WRITTEN TASK: Copy out every one of the records below word for word, but leave out the pictures.

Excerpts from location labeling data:
^^^^^^^^^^^^^^^^

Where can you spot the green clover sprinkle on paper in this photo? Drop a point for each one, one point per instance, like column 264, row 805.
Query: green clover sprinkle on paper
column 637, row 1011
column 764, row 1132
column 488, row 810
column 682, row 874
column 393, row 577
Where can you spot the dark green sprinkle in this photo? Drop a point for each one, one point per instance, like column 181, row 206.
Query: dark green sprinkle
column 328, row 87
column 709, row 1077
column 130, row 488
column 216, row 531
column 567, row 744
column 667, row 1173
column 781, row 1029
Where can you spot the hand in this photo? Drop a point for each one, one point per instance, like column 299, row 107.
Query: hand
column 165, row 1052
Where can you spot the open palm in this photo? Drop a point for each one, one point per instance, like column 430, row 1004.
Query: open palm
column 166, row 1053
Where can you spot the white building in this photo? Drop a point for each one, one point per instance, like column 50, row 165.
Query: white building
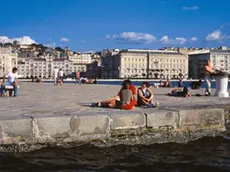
column 43, row 68
column 138, row 63
column 8, row 60
column 80, row 58
column 220, row 59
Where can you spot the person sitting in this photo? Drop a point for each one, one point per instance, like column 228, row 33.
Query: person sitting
column 167, row 83
column 145, row 96
column 161, row 83
column 125, row 99
column 178, row 92
column 180, row 83
column 12, row 79
column 196, row 84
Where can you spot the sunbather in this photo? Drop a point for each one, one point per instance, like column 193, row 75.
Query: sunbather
column 125, row 99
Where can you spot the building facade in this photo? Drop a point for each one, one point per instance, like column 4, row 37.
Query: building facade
column 220, row 59
column 135, row 63
column 8, row 60
column 42, row 68
column 80, row 58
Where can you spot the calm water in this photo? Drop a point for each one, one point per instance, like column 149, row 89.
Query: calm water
column 208, row 154
column 138, row 83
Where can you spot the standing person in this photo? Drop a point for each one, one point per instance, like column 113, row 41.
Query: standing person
column 180, row 83
column 60, row 76
column 55, row 75
column 209, row 70
column 77, row 76
column 12, row 79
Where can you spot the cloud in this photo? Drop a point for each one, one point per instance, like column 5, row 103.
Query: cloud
column 165, row 39
column 178, row 40
column 190, row 8
column 25, row 40
column 83, row 42
column 51, row 45
column 107, row 36
column 225, row 25
column 193, row 39
column 215, row 36
column 64, row 40
column 133, row 37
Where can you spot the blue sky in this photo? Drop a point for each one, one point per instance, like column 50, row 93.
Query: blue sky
column 85, row 25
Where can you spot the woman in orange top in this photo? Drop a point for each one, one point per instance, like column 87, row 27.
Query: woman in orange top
column 209, row 70
column 125, row 99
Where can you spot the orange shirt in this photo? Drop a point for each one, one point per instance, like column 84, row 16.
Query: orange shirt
column 133, row 102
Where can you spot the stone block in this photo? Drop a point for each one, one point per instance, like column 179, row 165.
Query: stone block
column 162, row 118
column 16, row 131
column 127, row 120
column 202, row 117
column 52, row 126
column 90, row 125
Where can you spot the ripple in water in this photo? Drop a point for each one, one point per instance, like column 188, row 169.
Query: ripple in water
column 209, row 154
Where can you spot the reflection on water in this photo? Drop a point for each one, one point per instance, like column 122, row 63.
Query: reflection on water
column 209, row 154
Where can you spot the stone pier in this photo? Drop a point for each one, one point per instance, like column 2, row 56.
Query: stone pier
column 45, row 115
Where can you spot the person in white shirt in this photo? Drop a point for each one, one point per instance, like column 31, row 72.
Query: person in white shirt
column 12, row 79
column 60, row 76
column 55, row 75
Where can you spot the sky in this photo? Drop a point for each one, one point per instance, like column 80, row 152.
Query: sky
column 93, row 25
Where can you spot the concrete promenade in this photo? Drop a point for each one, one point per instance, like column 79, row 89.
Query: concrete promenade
column 44, row 113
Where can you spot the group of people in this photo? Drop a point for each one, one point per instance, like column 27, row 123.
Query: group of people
column 126, row 97
column 58, row 76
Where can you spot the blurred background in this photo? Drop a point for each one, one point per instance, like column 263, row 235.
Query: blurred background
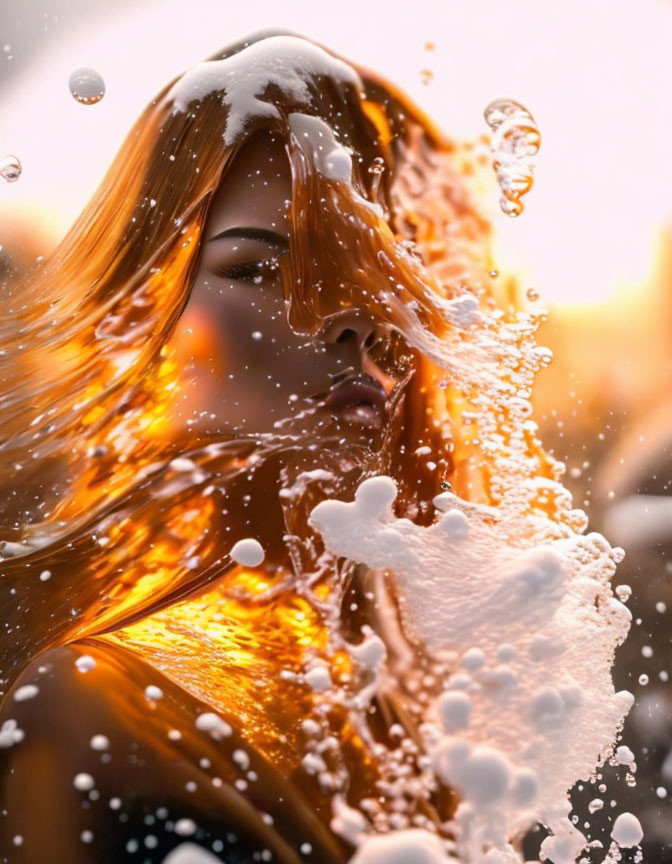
column 595, row 240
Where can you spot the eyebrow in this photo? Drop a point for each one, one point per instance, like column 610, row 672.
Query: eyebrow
column 262, row 234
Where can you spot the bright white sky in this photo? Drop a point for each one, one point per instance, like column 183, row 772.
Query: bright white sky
column 595, row 74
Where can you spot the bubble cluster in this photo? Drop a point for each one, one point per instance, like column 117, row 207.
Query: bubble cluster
column 10, row 168
column 514, row 143
column 87, row 86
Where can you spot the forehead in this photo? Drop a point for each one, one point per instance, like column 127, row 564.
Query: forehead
column 255, row 188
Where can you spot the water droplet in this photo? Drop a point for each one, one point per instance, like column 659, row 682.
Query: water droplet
column 10, row 168
column 87, row 86
column 623, row 592
column 515, row 142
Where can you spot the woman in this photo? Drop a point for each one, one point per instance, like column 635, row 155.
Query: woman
column 261, row 306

^^^^^^^^^^^^^^^^

RIGHT ANSWER:
Where can you spot the green clover sprinkle on paper in this photo? Drop a point for each one, one point per instance, like column 264, row 805.
Query: green clover sprinkle on paper
column 637, row 1011
column 764, row 1132
column 488, row 810
column 682, row 874
column 393, row 577
Where can you spot the dark green sprinkle in this photo? Drop a point for each one, one point per instance, like column 181, row 206.
Query: dark green sprinkle
column 328, row 87
column 709, row 1077
column 130, row 488
column 216, row 531
column 567, row 744
column 667, row 1173
column 781, row 1029
Where can you spot the hand in this photo? Drop a point for each one, one point per instance, like column 299, row 107.
Query: hand
column 165, row 1052
Where can you spot the open palm in this photo? Drop a point for each one, one point per instance, like column 430, row 1004.
Query: open palm
column 166, row 1053
Where can you spot the white building in this photo? Drop a point for each one, one point per instance, like column 50, row 165.
Query: white building
column 43, row 68
column 138, row 63
column 8, row 60
column 80, row 58
column 220, row 59
Where can you spot the person sitting in this photo? Drop a point for each one, one point per instance, like column 228, row 33.
Query: person sitting
column 167, row 83
column 145, row 96
column 161, row 83
column 125, row 99
column 178, row 92
column 180, row 83
column 12, row 79
column 196, row 84
Where can you spot the sunbather in this photo? Drop a point for each one, one point per instance, like column 193, row 75.
Query: sunbather
column 125, row 99
Where can you spot the building facade in this photo? Drop a point for each one, one point per instance, like column 4, row 37.
Query: building facade
column 220, row 59
column 135, row 63
column 8, row 60
column 42, row 68
column 80, row 58
Where can you spot the calm water in this photo? Drop a point for each one, one point per instance, like column 149, row 89.
Query: calm water
column 208, row 154
column 138, row 83
Where can you spot the standing person in this photo? Drop a point for each one, one point per instance, like column 113, row 41.
Query: standing person
column 180, row 83
column 60, row 76
column 55, row 75
column 209, row 70
column 77, row 76
column 12, row 79
Where can you spot the cloud in this photo? Drop a point for each one, one point per instance, like column 5, row 103.
Query: cloud
column 165, row 39
column 178, row 40
column 190, row 8
column 25, row 40
column 83, row 42
column 51, row 45
column 107, row 36
column 225, row 25
column 193, row 39
column 215, row 36
column 64, row 40
column 133, row 37
Where can you spot the blue sky in this photo? Drop a point for each one, one point per instance, like column 50, row 93.
Query: blue sky
column 85, row 25
Where can you spot the woman in orange top in this photo? Drop a point for each one, one point per instance, like column 87, row 27.
Query: woman in orange top
column 209, row 70
column 125, row 99
Where can you spot the orange shirt in this photo? Drop a point for each one, one point per instance, like column 84, row 16.
Query: orange shirt
column 133, row 102
Where can you spot the stone block in this photo? Drop a point for each one, one point per instance, like column 179, row 165.
Query: stone block
column 162, row 118
column 16, row 131
column 127, row 120
column 202, row 117
column 52, row 126
column 90, row 125
Where can you spot the ripple in water in this photo? Drop a point for each one, one point per instance, like column 188, row 169.
Query: ripple in water
column 209, row 154
Where can you spot the reflection on water in this photo? Drop a point for each one, one point per instance, like column 122, row 63.
Query: reflection on water
column 209, row 154
Where can you spot the stone pier in this photo? Drop a point for each one, one point per instance, like column 2, row 56.
Query: stone pier
column 45, row 115
Where can you spot the person in white shirt in this photo? Drop a point for each one, one point per instance, like column 31, row 72.
Query: person in white shirt
column 12, row 79
column 60, row 76
column 55, row 75
Where can you spot the sky in this photo? Drop a point for each one, one point per instance, like column 80, row 152.
Query: sky
column 93, row 25
Where can you spot the concrete promenade in this photo? Drop a point for each one, one point per instance, like column 79, row 89.
Query: concrete promenade
column 44, row 113
Where can you spot the group of people in this photo? Drop a point for each one, one point per instance, like column 27, row 123.
Query: group of people
column 126, row 97
column 58, row 76
Where can you spot the blurred background in this photo? Drop a point for each one, one point per instance, like column 263, row 235.
Query: blurred background
column 595, row 240
Where can you spot the eyebrow in this photo? Drop a point for each one, one point per instance, like column 610, row 672.
Query: eyebrow
column 262, row 234
Where can you spot the bright white sky in this photo? Drop a point for each one, one point per instance, like column 183, row 772.
Query: bright white sky
column 595, row 74
Where can you spot the bubble cluster in this photo? Drop a point for each one, one point per instance, like column 117, row 207.
Query: bubble cluster
column 10, row 168
column 514, row 143
column 87, row 86
Where can you spot the forehead in this photo? Drop a point for each one, one point per instance, like column 127, row 564.
Query: forehead
column 255, row 188
Where can you spot the water droplet in this photo? Drop a point for each one, one point per instance, like column 659, row 682.
Query: water droplet
column 10, row 168
column 87, row 86
column 623, row 592
column 515, row 142
Where can you spot the woman in this photo? Drop a point for each one, one point per instance, like column 635, row 155.
Query: woman
column 261, row 306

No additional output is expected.